• _Short exercise_: Please set out every line of the items below as a Markdown table with the columns Row and Line, numbering each row, skipping blank lines, and leaving out the pictures.

(Recorded data)
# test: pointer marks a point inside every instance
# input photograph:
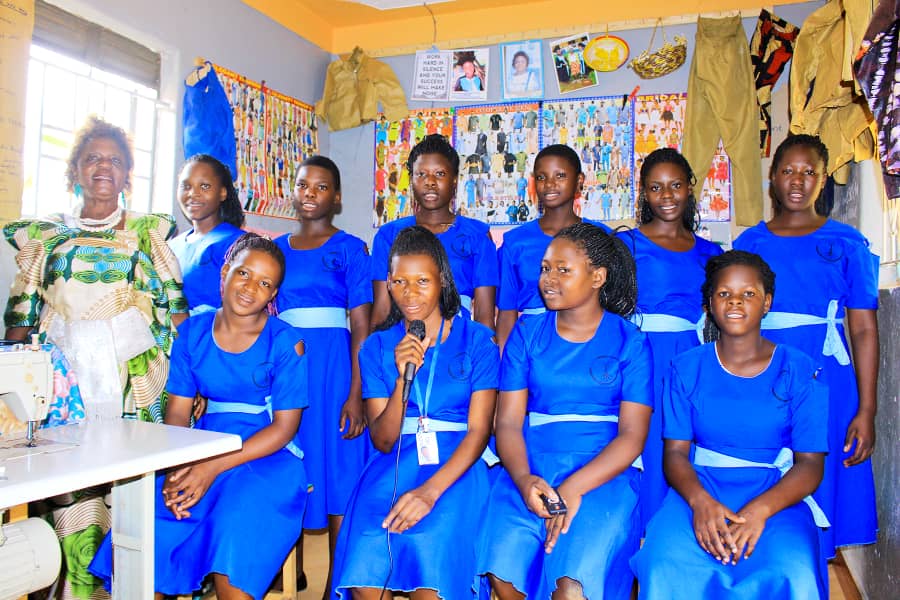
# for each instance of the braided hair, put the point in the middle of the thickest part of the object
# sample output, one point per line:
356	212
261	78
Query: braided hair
619	293
253	241
714	266
690	218
230	210
811	142
418	240
434	143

• _Answer to this task_:
| Row | Line |
|---|---|
| 1 | # test: pointer marks a point inside every instance |
| 2 | # input photograph: |
| 3 | # for each instance of the braided hair, put the point in the middle of the thickest part of the object |
| 4 | # sample output, one point per line: |
| 5 | 356	212 |
| 6 | 261	78 |
| 7 | Query: braided hair |
| 8 | 619	293 |
| 9 | 253	241 |
| 10 | 714	266 |
| 11 | 690	218 |
| 12 | 230	210 |
| 13 | 811	142 |
| 14 | 418	240 |
| 15 | 434	143 |